Start of Block
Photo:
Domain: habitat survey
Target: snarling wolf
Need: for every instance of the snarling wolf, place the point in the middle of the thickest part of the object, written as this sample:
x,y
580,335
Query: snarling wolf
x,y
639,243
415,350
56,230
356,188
End of Block
Start of Block
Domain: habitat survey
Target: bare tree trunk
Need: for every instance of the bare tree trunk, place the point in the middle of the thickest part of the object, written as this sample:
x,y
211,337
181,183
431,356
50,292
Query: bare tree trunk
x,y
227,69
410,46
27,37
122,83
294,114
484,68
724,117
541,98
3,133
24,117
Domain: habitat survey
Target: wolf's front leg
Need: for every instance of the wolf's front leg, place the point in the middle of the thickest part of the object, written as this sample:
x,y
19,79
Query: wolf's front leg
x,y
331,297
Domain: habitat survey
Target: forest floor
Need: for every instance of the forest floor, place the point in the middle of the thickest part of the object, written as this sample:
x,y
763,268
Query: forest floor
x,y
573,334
End of Block
**EXERCISE**
Every line that holds the word "Target" should be copied from the records.

**ANSWER BELOW**
Target: snarling wolf
Target: bare tree trunk
Target: wolf's front leg
Target: forest floor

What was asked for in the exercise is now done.